● **GIVEN EXERCISE**
Copy out the rows from the start through the line containing "point(137, 93)", requests included, shifting every coordinate in the answer points by -56. Leave the sample points inside the requests unchanged.

Dataset rows on where objects appear
— BEGIN —
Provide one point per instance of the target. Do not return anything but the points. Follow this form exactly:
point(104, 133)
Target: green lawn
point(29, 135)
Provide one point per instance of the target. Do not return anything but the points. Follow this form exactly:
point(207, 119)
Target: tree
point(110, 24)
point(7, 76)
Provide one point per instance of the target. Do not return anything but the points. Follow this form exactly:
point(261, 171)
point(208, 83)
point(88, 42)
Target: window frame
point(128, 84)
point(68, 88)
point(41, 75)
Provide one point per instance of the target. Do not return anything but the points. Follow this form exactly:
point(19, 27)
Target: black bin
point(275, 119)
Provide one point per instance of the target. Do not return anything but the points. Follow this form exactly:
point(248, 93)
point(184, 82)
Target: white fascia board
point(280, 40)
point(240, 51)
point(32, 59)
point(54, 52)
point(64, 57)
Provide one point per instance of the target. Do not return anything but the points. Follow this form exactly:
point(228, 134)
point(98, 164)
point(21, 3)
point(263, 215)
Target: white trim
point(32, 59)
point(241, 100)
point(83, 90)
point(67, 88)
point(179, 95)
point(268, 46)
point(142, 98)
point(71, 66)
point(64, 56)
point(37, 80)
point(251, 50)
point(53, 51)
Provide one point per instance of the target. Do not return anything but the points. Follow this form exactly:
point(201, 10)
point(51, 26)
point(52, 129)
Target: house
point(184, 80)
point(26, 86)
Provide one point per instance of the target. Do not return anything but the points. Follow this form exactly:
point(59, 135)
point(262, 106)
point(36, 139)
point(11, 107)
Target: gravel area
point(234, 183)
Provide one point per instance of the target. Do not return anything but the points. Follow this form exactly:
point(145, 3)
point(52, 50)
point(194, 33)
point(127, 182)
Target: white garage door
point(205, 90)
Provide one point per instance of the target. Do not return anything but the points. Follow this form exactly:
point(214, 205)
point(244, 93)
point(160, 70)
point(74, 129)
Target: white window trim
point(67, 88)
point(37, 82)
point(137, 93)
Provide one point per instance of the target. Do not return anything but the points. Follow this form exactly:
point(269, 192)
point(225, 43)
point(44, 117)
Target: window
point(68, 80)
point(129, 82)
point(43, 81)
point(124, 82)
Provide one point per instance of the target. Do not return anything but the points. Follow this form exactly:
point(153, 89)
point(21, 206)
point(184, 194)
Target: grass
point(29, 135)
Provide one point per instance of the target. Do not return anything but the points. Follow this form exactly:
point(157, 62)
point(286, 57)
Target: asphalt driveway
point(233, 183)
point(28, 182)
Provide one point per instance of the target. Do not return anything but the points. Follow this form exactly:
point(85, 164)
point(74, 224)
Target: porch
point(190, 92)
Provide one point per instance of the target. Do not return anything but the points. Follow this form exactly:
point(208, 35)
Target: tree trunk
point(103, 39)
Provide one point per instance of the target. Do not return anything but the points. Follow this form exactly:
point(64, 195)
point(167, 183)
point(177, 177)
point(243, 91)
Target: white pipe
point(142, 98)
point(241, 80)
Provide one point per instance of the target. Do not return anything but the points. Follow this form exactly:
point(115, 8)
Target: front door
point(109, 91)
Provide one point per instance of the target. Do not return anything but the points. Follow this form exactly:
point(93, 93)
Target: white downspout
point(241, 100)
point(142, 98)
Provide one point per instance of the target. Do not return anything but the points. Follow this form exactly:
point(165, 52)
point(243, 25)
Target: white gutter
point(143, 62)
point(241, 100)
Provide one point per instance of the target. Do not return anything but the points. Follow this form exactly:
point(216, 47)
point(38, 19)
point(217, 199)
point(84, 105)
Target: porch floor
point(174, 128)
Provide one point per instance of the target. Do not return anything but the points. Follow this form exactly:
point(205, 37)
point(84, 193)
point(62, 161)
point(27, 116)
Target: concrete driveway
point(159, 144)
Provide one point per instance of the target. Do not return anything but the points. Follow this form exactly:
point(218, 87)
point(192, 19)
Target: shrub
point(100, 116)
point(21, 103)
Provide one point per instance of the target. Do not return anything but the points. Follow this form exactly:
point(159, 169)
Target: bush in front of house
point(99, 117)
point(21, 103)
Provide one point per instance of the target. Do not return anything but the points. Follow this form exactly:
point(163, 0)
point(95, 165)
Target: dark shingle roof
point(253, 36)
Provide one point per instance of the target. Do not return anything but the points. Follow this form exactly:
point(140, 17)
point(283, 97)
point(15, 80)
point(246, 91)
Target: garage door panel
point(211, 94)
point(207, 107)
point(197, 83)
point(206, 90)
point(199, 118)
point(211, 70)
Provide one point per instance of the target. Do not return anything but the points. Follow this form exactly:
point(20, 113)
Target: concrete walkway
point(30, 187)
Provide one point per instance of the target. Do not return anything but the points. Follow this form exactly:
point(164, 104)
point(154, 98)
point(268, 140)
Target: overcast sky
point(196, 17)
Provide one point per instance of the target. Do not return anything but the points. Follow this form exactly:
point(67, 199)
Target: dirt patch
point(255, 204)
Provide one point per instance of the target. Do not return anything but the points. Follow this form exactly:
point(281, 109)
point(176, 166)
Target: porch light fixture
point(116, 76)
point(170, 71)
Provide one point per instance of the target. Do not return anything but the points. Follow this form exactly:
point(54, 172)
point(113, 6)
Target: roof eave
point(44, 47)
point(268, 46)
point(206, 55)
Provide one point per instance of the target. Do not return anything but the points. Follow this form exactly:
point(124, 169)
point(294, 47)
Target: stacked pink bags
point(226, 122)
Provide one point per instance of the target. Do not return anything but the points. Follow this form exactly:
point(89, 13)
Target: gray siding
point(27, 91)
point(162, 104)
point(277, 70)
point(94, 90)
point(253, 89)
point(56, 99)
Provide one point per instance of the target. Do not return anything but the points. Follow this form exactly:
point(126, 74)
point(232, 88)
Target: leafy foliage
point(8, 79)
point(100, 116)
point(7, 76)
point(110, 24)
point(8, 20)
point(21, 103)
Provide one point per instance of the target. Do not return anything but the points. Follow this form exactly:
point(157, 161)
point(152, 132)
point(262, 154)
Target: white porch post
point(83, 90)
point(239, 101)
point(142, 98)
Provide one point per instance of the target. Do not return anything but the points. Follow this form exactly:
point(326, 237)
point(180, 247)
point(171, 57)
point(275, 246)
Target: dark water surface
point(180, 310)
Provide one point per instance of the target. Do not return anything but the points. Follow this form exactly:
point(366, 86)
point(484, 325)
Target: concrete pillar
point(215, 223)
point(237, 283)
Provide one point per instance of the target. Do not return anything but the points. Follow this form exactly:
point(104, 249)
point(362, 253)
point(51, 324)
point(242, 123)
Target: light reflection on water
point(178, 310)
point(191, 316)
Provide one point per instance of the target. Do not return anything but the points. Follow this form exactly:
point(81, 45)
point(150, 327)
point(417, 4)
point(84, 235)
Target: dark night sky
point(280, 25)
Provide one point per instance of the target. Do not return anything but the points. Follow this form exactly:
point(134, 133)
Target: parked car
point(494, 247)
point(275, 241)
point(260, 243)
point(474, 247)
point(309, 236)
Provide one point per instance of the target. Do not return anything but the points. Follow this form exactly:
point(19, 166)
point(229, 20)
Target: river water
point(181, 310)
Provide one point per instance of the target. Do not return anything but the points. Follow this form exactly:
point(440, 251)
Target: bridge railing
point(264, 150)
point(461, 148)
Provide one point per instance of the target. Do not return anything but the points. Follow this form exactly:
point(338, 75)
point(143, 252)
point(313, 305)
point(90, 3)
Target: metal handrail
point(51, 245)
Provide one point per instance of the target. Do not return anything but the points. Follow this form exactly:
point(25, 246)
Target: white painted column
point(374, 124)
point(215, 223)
— END —
● **THE RESULT**
Provide one point per instance of the target. Do not return anything but the points. Follow this form exactly:
point(104, 133)
Target: green lawn
point(-27, 79)
Provide one point per instance of the target. Do not return anything but the points. Follow this form exactly:
point(207, 119)
Target: tree
point(54, -32)
point(-49, 20)
Provide one point per instance of the target. Do not return anything but the points. Follow this form exactly:
point(261, 171)
point(208, 83)
point(88, 42)
Target: window frame
point(72, 28)
point(12, 32)
point(-15, 19)
Provide one point per instance of the target. Do not return anything but the points. Follow this form exactly:
point(19, 27)
Target: black bin
point(219, 63)
Provide one point per instance of the target. Do not return anything but the points. Follow this form exactly:
point(248, 93)
point(184, 82)
Target: white fascia board
point(224, -16)
point(184, -5)
point(-24, 3)
point(-2, -4)
point(8, 1)
Provide one point per instance of the target. Do not return anything but the points. Follow this form exactly:
point(228, 134)
point(98, 164)
point(21, 3)
point(263, 215)
Target: white trim
point(-24, 3)
point(185, 44)
point(27, 34)
point(11, 32)
point(123, 39)
point(212, -10)
point(86, 42)
point(15, 10)
point(8, 0)
point(-19, 24)
point(195, -6)
point(-3, -5)
Provide one point per instance of the target. Do not return anything but the points. Follow this form exactly:
point(201, 10)
point(51, 26)
point(52, 129)
Target: house
point(128, 24)
point(-30, 30)
Provide one point per instance of the target. Do not return anything but the points. Follow this form exactly:
point(59, 135)
point(262, 106)
point(36, 139)
point(11, 107)
Target: gravel area
point(178, 127)
Provide one point per instance of the target. Do not return anything but the points. Follow this form exactly:
point(145, 3)
point(52, 50)
point(194, 33)
point(127, 182)
Target: white garage door
point(149, 34)
Provide one point per instance of the target. Do not return anything but the points. Follow this form exactly:
point(214, 205)
point(244, 93)
point(160, 70)
point(74, 129)
Target: white window trim
point(11, 32)
point(-19, 26)
point(81, 37)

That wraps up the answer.